短い課題 ::
以下に示す量子最適化に関する文章を、最後の文の次から書き継いでください。

数理最適化における量子優位性の探求

量子計算の抽象表現のさまざまな実世界の問題への適用

量子最適化ワーキンググループのメンバーが発表したホワイトペーパーは、現実的な組み合わせ最適化問題での量子コンピューターの価値の可能性について新たな視点を提供しています。

最適化の問題は、私たちの生活のあらゆる側面に関わっています。用事を済ませる時に一番時間を節約できる順番を決めたり、地図アプリを使って渋滞を避ける最短ルートを見つけたりするのも最適化問題です。また最適化は、私たちの生活に関わるビジネスにも広く用いられています。たとえばエネルギー・グリッドやサプライチェーンなどの運用においても、安定性、安全性、効率性の確保に不可欠です。

私たちは、これらの最適化問題に対して直感で解を決めたり、過去の経験に基づいて常識的な判断で対応したりすることもあります。しかし考慮しなければならないタスクが複雑である時には、それらを数学で取り組むことができる最適化問題として表現する必要があります。これまでの長年で、組合せ最適化問題を解くための計算手法は、ビジネスや科学において重要な役割を果たすようになり、これらの問題の多くを効率的に解決するのに役立っています。しかし、一部の組み合わせ最適化問題は、最も強力な古典スーパーコンピューターで実行される最先端の方法を使っても、依然として非常に困難です。

(データ記録)
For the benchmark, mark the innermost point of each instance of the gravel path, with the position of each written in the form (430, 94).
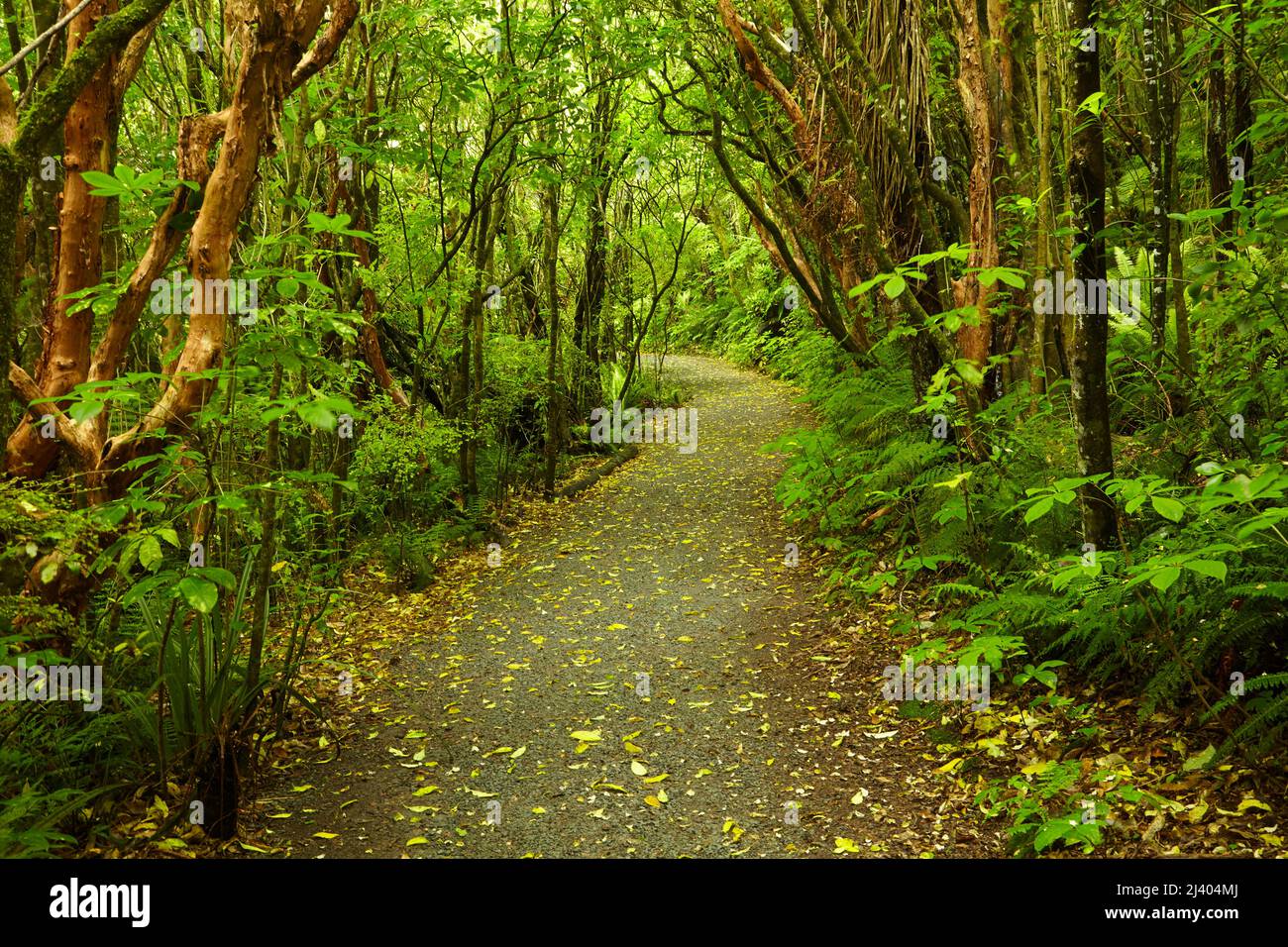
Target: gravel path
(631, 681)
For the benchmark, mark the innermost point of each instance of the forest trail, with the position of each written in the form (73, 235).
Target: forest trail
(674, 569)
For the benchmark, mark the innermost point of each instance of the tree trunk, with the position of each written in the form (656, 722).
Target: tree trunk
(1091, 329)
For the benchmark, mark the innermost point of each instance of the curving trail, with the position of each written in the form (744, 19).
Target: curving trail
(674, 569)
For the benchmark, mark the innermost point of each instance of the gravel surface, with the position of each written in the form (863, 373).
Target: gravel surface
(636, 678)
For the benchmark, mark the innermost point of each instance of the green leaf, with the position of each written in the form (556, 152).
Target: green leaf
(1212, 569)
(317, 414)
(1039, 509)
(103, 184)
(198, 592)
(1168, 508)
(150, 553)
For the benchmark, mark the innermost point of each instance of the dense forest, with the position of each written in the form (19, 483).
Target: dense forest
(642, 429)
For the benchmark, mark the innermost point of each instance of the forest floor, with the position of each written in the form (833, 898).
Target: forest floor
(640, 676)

結果は以下 ::
量子コンピューターには、最適化問題を解く私たちの能力を高めてくれる可能性があります。しかし、どの量子手法と最適化問題クラスが実用的な量子優位性を達成できるのかはまだわかっていません。量子最適化の分野では、量子最適化アルゴリズムと従来の古典最適化アルゴリズムとの間の公正な性能比較を可能にする体系的で再現性のあるベンチマークが存在しなかったため、そしてまた研究者が現在の量子ハードウェアで実際に実行できる計算に制限があるため、これまでこれらの質問に答えるのは困難でした。量子最適化ワーキンググループの代表者がこの問題に取り組むためにNature Reviews Physicsにホワイトペーパーを発表しました。

このホワイトペーパーは、アムステルダム大学、MIT、Zuse Institute Berlin、IBM、Hartree Centre、E.ON、Wells Fargoなどの企業や学術研究機関の代表者を含む、ワーキンググループのメンバー46人が共著したもので、最適化手法の広範なオーバービューを提供し、そしてさまざまな問題設定における量子優位性を論じ、さらには、既存の量子手法を改善する可能性のあるアプローチを検討しています。ホワイトペーパーで言及されている一つの注目すべき例は、IBM、ロスアラモス国立研究所、およびバーゼル大学が実施した有望な新しい共同研究です。この研究では、Conditional Value at Risk (CVaR) と呼ばれる考え方を量子コンピューターの出力するサンプルに適用して、さまざまな最適化タスクにどのように役立つかを詳しく説明しています。これについては後でまた触れます。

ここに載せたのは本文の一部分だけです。